**Part of a data file**
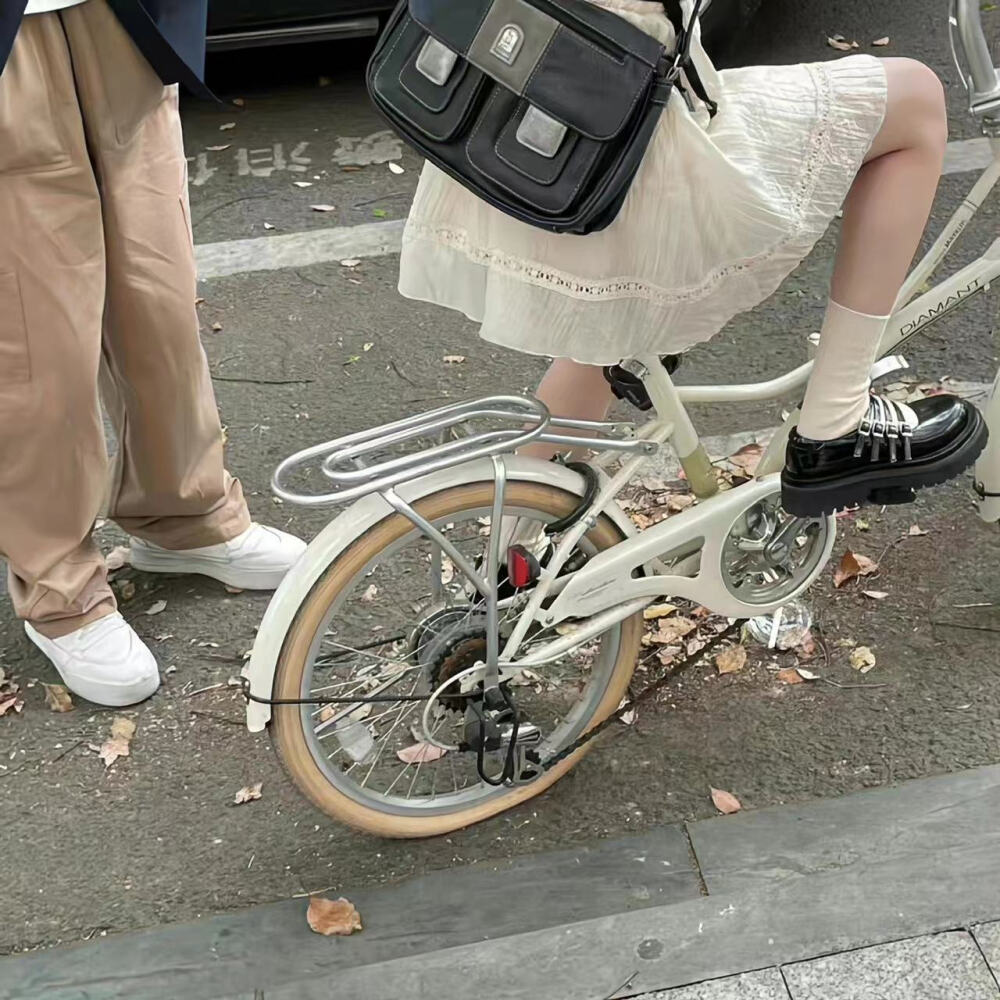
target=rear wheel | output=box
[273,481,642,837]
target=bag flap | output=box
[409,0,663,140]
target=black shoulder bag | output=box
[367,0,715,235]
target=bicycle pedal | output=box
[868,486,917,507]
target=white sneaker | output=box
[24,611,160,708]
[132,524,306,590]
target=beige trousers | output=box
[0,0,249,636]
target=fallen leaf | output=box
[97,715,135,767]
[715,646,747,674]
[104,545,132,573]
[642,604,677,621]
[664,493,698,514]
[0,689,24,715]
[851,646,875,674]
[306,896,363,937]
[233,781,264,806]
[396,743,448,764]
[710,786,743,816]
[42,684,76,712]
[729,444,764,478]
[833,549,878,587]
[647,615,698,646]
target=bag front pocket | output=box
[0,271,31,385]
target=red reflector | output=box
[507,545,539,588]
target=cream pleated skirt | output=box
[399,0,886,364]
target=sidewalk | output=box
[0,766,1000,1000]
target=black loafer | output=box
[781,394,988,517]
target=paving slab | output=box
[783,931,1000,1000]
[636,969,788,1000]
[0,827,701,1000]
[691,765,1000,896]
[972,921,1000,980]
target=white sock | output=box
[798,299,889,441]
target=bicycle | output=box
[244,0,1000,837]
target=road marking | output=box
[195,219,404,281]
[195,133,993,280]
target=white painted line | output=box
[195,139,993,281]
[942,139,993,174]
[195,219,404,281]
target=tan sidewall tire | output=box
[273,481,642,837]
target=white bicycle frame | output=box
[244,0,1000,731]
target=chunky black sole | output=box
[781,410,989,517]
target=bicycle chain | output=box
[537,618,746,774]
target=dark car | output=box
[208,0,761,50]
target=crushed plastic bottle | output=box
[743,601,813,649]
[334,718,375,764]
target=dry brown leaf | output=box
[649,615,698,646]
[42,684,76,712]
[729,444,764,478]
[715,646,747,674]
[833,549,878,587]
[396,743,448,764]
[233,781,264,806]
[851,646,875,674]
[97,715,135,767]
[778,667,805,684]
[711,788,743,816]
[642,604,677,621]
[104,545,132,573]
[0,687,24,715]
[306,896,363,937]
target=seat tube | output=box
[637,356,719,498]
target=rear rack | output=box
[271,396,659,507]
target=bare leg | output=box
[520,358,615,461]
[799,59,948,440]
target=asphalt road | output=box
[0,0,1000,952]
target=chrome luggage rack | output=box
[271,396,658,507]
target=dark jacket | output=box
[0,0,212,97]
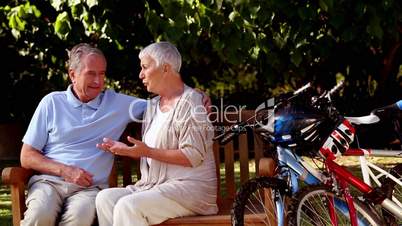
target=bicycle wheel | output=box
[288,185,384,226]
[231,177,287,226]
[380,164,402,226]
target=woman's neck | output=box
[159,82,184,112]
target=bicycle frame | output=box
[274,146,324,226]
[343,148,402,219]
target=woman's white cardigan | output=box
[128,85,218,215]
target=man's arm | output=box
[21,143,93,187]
==
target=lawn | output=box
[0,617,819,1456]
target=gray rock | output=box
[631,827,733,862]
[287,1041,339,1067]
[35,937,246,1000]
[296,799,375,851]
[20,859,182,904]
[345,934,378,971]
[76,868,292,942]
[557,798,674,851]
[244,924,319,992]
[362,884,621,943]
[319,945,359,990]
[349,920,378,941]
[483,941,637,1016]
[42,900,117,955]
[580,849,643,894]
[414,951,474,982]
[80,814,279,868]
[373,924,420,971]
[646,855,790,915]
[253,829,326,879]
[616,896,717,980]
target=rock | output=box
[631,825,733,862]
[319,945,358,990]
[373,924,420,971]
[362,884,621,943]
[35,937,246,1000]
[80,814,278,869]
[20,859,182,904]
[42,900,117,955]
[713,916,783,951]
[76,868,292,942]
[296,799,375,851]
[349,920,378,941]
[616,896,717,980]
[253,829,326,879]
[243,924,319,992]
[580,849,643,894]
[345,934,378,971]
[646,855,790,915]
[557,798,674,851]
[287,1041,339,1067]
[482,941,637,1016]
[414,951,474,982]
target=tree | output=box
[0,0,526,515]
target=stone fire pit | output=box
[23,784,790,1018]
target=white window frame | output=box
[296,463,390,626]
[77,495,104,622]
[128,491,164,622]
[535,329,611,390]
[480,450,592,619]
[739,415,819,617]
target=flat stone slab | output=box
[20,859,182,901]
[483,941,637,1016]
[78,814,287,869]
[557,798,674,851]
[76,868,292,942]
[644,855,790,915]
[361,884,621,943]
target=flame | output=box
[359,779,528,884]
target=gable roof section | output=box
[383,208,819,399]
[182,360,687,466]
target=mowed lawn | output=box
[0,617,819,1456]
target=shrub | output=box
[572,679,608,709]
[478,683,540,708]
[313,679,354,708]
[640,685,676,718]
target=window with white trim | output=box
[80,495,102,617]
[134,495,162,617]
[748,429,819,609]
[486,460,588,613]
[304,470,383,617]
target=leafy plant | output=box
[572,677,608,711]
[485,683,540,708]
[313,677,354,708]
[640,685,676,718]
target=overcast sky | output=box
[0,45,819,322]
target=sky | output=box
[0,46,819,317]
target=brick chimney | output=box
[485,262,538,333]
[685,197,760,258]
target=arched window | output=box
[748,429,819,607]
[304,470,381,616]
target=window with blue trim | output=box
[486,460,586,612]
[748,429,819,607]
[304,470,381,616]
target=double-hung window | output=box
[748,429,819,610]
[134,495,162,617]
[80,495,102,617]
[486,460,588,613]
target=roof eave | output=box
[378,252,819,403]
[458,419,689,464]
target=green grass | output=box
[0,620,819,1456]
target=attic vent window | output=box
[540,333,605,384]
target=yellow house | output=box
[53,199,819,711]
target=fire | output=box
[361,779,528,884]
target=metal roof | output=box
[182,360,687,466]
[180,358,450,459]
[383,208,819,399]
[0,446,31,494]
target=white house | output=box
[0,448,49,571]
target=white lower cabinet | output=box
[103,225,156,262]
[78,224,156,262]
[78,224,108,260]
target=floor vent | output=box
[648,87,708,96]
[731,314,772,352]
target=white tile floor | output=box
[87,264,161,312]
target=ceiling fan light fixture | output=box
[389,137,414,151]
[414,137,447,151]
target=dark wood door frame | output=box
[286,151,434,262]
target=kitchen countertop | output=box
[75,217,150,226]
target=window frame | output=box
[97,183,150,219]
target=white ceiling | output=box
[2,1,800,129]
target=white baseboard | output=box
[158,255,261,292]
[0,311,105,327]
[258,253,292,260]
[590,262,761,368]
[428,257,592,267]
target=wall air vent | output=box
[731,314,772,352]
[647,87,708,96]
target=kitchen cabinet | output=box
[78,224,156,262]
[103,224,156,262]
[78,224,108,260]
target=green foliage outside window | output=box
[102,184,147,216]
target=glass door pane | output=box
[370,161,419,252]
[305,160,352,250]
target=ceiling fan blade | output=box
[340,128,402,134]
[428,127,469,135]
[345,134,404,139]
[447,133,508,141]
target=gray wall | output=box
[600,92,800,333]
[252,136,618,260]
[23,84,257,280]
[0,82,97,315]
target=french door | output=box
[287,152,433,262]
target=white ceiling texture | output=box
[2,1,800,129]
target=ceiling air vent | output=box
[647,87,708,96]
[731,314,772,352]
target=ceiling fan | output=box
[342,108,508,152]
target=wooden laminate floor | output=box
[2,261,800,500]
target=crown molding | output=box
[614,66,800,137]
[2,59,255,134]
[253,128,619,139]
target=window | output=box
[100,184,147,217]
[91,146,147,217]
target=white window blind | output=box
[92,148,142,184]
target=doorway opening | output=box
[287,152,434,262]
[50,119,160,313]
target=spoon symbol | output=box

**What the task asks**
Format the rows from the line containing "target=dark wood door frame | output=box" through the line containing "[428,257,592,267]" as a JSON list of strings, one string per line, including both end lines and skipping any blank lines.

**Result for this exercise**
[
  "target=dark wood door frame | output=box",
  "[286,151,434,262]",
  "target=kitchen countertop | output=box",
  "[75,217,150,226]",
  "target=window frame | output=box",
  "[97,183,150,219]",
  "target=white ceiling | output=box",
  "[2,1,800,129]",
  "target=white baseboard | output=box",
  "[158,255,261,292]",
  "[0,311,105,327]",
  "[258,253,292,260]",
  "[590,262,761,368]",
  "[428,257,592,267]"
]